Document extract:

========

Stefan Beller <sbeller@google.com> writes:

> diff --git a/refs.c b/refs.c
> index 4f495bd..7ce7b97 100644
> --- a/refs.c
> +++ b/refs.c
> @@ -3041,6 +3041,13 @@ static int write_ref_sha1(struct ref_lock *lock,
>  		errno = EINVAL;
>  		return -1;
>  	}
> +	if (lock->lk->fd == -1 && reopen_lock_file(lock->lk) == -1) {

Granted, we explicitly assign -1 to lk->fd when we know it is
closed, and the return value from reopen_lock_file() can come only
from the return value from open(2), which is defined to return -1
(i.e. not just any negative value) upon failure, but still, isn't it
customary to check with "< 0" rather than "== -1" for errors?

> +		int save_errno = errno;
> +		error("Couldn't reopen %s", lock->lk->filename.buf);

No need to change this line, but I noticed that we might want to do
something about the first one of the following two:

    $ git grep -e '[ 	]error(_*"[A-Z]' | wc -l
    146
    $ git grep -e '[ 	]error(_*"[a-z]' | wc -l
    390

> +		unlock_ref(lock);
> +		errno = save_errno;
> +		return -1;
> +	}

Is this the only place in the entire codebase where a lockfile,
which may have been closed to save number of open file descriptors,
needs to be reopened?  If I understand correctly, lockfile API is
not for sole use of refs (don't the index and the pack codepaths use
it, too?), so it may give us a better abstraction to have a helper
function in lockfile.[ch] that takes a lock object, i.e.

	int make_lock_fd_valid(struct lock_file *lk)
        {
		if (lk->fd < 0 && reopen_lock_file(lk) < 0) {
			... error ...
                        return -1;
		}
                return 0;
	}

and to call it at this point, i.e.

	if (make_lock_fd_valid(lock->lk) < 0)
        	return -1;

perhaps?

========

Supplied entries:

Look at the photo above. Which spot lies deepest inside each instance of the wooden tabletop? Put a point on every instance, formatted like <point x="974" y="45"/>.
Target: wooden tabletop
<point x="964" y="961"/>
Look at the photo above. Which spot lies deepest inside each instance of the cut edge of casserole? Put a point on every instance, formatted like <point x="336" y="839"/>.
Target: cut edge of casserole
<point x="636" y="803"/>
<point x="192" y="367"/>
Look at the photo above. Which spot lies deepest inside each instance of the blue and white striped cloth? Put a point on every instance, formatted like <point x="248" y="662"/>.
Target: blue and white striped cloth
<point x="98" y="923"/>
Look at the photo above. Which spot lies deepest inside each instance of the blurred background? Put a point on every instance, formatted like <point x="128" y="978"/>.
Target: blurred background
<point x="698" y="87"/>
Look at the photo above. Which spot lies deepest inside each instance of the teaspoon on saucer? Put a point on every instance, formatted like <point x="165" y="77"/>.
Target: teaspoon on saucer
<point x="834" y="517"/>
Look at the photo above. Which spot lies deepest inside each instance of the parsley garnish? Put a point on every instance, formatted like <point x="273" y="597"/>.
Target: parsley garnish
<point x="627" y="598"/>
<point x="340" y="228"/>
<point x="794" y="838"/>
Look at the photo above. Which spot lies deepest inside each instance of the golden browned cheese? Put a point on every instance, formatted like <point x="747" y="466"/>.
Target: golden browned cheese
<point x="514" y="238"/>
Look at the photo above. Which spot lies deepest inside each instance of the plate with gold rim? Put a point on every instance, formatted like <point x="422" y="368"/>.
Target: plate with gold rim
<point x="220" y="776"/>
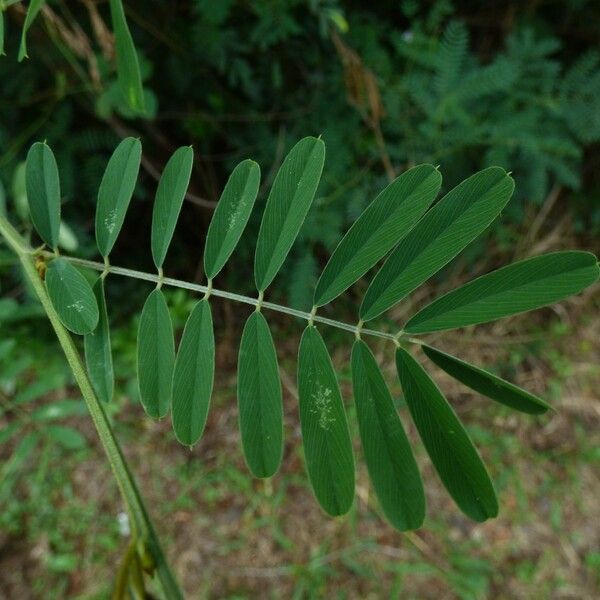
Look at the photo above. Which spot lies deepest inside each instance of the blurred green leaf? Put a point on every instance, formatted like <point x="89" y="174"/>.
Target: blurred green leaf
<point x="451" y="451"/>
<point x="260" y="401"/>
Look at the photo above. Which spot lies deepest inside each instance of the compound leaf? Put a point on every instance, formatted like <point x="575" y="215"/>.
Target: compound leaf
<point x="487" y="383"/>
<point x="259" y="398"/>
<point x="43" y="192"/>
<point x="32" y="12"/>
<point x="155" y="355"/>
<point x="171" y="191"/>
<point x="522" y="286"/>
<point x="128" y="68"/>
<point x="194" y="375"/>
<point x="455" y="221"/>
<point x="451" y="451"/>
<point x="289" y="200"/>
<point x="327" y="445"/>
<point x="98" y="355"/>
<point x="72" y="297"/>
<point x="390" y="461"/>
<point x="380" y="227"/>
<point x="231" y="216"/>
<point x="115" y="192"/>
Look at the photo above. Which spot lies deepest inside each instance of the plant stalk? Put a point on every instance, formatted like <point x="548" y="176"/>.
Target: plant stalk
<point x="142" y="527"/>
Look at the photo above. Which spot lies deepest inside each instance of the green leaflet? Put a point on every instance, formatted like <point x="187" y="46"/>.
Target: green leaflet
<point x="194" y="374"/>
<point x="32" y="12"/>
<point x="487" y="383"/>
<point x="455" y="221"/>
<point x="259" y="398"/>
<point x="326" y="440"/>
<point x="171" y="191"/>
<point x="128" y="68"/>
<point x="98" y="355"/>
<point x="381" y="226"/>
<point x="231" y="216"/>
<point x="116" y="190"/>
<point x="290" y="198"/>
<point x="155" y="355"/>
<point x="451" y="451"/>
<point x="390" y="461"/>
<point x="43" y="192"/>
<point x="71" y="296"/>
<point x="522" y="286"/>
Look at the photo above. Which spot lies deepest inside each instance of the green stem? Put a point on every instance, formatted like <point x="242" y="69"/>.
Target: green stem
<point x="142" y="527"/>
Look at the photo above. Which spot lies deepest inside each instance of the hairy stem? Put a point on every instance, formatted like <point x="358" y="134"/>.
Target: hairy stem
<point x="186" y="285"/>
<point x="142" y="527"/>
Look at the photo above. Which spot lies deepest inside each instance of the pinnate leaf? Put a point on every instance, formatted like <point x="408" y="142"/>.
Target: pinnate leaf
<point x="522" y="286"/>
<point x="231" y="216"/>
<point x="98" y="354"/>
<point x="290" y="198"/>
<point x="116" y="190"/>
<point x="326" y="440"/>
<point x="451" y="451"/>
<point x="380" y="227"/>
<point x="455" y="221"/>
<point x="390" y="461"/>
<point x="171" y="191"/>
<point x="72" y="297"/>
<point x="194" y="375"/>
<point x="155" y="355"/>
<point x="43" y="192"/>
<point x="259" y="398"/>
<point x="487" y="383"/>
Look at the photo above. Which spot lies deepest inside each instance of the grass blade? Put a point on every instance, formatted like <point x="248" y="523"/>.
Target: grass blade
<point x="259" y="398"/>
<point x="380" y="227"/>
<point x="43" y="192"/>
<point x="72" y="297"/>
<point x="32" y="12"/>
<point x="231" y="216"/>
<point x="290" y="198"/>
<point x="487" y="383"/>
<point x="522" y="286"/>
<point x="455" y="221"/>
<point x="194" y="375"/>
<point x="116" y="190"/>
<point x="128" y="68"/>
<point x="451" y="451"/>
<point x="171" y="191"/>
<point x="98" y="355"/>
<point x="155" y="355"/>
<point x="327" y="445"/>
<point x="390" y="461"/>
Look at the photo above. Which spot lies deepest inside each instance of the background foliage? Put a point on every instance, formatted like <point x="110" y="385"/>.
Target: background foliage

========

What you are asked to do:
In the patch review above, what name does the reviewer propose for the helper function that takes a lock object?

Correct answer:
make_lock_fd_valid